## Kısa alıştırma:
Aşağıdaki Kayseri'de kültür ve sanata ilgisizlik üzerine yazıdan "İl Kültür Müdürlüğü, Belediyelerimiz" ile "görüyor ve biliyoruz." arasındaki kısmı, baştaki ve sondaki sözler de dahil, hiç değiştirmeden çıkar.

## Gösterilen metin:

>>>>

İl Kültür Müdürlüğü, Belediyelerimiz ve buraların yetkililerine, şehrin ileri gelenlerine bu ilgisizlikle ilgili yakınmalarımızı iletiyoruz. Dile getirdiklerimizde haklı olduğumuzdan da şüphemiz yok. Kaldı ki bu şikayetlerimizi ilettiğimiz makamları ve şahısların da bize hak verdiğini, kendi çaplarında bu konuda bir şeyler yapmaya çalıştıklarını da görüyor ve biliyoruz.
Fakat gelin görün ki problem yalnızca halkın ve yetkililerin ilgisizliğiyle sınırlı değil. Kayseri’de yaşayıp, kültür ve sanatın hangi dalında olursa olsun faaliyet gösteren; yazar, şair, tiyatrocu, ressam, fotoğrafçı ve benzeri sanatçıların bünyelerinde barındırdıkları problemleri görmezden gelmenin ayrı bir problem olduğunu düşünüyorum.

<<<<

## Veri kesiti:
>>>>

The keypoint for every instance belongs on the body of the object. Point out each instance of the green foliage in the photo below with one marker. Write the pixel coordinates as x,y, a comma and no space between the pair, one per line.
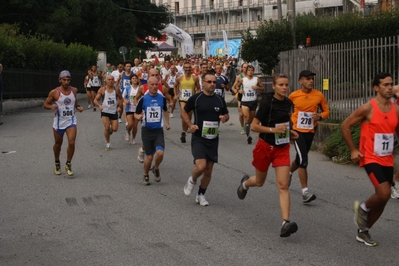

<<<<

## Yanıt:
İl Kültür Müdürlüğü, Belediyelerimiz ve buraların yetkililerine, şehrin ileri gelenlerine bu ilgisizlikle ilgili yakınmalarımızı iletiyoruz. Dile getirdiklerimizde haklı olduğumuzdan da şüphemiz yok. Kaldı ki bu şikayetlerimizi ilettiğimiz makamları ve şahısların da bize hak verdiğini, kendi çaplarında bu konuda bir şeyler yapmaya çalıştıklarını da görüyor ve biliyoruz.